Activity → Once the line containing "bus windshield, which" is located, output it and every line after it through the end of the records, exactly as written and nothing else.

=== Given data ===

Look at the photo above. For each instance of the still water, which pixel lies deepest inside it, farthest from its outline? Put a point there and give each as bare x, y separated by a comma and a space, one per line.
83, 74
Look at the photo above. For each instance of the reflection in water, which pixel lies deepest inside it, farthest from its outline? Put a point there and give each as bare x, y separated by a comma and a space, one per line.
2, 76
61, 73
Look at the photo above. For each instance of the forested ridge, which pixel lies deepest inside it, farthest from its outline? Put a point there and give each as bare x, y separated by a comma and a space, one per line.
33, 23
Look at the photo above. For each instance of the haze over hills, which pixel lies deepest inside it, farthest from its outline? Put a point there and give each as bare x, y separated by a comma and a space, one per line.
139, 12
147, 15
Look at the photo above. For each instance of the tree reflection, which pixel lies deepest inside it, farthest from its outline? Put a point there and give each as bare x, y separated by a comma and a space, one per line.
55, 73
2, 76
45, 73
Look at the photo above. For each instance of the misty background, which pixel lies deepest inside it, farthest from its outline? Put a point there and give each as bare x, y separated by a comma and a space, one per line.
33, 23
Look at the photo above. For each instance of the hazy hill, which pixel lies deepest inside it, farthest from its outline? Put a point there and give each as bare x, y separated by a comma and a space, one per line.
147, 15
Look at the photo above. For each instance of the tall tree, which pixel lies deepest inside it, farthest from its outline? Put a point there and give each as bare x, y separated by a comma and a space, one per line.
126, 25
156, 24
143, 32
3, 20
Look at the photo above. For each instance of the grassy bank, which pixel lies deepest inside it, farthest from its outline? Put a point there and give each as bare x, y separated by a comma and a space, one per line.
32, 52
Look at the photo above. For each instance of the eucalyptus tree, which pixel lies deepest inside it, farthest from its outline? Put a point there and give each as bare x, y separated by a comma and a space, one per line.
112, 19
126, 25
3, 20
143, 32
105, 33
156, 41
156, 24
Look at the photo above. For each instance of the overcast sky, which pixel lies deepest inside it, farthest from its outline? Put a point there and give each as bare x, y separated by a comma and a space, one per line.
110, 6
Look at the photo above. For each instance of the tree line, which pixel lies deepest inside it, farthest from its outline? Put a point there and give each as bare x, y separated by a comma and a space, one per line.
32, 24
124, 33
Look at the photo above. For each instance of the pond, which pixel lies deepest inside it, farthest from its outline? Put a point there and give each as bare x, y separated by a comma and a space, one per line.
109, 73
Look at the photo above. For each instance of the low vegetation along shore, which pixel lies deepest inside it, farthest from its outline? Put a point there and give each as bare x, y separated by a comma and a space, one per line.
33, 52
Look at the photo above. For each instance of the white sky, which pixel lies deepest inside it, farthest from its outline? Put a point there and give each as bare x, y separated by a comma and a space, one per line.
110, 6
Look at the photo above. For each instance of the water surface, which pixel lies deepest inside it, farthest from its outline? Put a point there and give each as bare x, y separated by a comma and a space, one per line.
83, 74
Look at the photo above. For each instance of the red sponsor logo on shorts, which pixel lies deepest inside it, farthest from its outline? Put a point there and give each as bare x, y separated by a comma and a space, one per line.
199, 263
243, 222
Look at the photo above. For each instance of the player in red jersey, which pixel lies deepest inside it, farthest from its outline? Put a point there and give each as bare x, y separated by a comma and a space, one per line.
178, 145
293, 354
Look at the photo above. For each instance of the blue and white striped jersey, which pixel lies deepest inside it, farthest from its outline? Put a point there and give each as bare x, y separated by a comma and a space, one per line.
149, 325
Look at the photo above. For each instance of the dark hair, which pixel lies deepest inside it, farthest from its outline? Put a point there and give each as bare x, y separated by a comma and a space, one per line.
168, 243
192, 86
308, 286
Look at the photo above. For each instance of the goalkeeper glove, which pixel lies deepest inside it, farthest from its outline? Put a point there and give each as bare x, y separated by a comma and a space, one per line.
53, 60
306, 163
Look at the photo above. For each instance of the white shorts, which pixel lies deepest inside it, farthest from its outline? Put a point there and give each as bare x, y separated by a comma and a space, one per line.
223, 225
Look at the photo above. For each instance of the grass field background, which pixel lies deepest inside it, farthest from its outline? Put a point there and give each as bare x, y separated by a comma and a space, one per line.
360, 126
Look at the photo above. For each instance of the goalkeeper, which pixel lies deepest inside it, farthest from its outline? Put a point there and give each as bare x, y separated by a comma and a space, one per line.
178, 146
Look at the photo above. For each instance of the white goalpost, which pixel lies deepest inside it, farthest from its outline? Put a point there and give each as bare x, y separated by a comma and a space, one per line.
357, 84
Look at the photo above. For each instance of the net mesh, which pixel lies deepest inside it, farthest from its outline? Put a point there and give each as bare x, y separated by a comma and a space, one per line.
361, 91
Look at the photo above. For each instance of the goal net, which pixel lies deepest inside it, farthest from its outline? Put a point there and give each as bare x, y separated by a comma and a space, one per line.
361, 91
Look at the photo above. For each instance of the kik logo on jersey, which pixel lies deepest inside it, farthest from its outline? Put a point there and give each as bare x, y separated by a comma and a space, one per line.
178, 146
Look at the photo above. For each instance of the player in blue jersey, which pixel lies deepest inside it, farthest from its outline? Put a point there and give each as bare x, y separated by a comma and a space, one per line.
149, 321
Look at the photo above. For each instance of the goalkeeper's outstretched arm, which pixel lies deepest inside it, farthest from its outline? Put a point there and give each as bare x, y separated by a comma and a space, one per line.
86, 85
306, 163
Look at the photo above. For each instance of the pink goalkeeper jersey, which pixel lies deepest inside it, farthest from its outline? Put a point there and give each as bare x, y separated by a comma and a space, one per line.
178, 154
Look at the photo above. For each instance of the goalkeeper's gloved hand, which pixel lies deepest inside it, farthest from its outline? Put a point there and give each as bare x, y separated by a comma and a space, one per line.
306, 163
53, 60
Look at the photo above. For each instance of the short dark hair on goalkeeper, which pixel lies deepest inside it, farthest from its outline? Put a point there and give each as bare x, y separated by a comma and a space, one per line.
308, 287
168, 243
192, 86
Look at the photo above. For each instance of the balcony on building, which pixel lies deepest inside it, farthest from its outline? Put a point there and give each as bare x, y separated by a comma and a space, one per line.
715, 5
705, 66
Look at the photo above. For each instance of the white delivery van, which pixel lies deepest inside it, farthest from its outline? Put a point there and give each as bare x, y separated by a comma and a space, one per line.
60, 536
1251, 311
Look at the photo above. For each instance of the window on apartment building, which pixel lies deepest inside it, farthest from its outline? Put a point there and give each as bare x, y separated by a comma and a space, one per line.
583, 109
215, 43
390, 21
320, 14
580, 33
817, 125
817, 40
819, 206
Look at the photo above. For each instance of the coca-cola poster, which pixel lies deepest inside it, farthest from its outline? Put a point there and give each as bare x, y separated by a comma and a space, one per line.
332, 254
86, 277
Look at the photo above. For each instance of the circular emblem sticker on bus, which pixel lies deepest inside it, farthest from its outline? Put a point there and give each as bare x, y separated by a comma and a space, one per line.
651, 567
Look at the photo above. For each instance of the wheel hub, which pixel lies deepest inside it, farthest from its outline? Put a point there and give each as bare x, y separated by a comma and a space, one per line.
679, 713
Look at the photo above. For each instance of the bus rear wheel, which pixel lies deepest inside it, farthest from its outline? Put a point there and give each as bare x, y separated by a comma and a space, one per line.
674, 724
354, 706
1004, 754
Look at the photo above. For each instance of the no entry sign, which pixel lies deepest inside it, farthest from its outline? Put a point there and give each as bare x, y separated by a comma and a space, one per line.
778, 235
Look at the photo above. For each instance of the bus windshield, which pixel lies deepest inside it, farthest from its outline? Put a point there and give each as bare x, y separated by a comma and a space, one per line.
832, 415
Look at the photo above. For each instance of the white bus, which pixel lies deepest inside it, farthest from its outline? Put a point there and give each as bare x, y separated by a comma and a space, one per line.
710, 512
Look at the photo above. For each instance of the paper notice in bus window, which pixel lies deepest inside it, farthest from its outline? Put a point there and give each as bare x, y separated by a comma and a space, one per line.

===

The answer →
Look at the photo above. For each instance of the bus windshield, which pixel lies deepest inside it, farthest from its outline? Put a point there and give each as bare x, y separated by a comma and a space, one per line.
832, 415
Look at the photo above. For each instance of the white bus, which pixel lies deepest inside it, farthest from its outline? Put a point there and give each as bare x, y separated by a comma and a space, one per line.
710, 512
Look at the photo above. For each instance of the paper notice in bus window, which pixel lies deepest inside it, farthest from its outline? Put a point there and give each as bare x, y separated by a comma and a space, one per line.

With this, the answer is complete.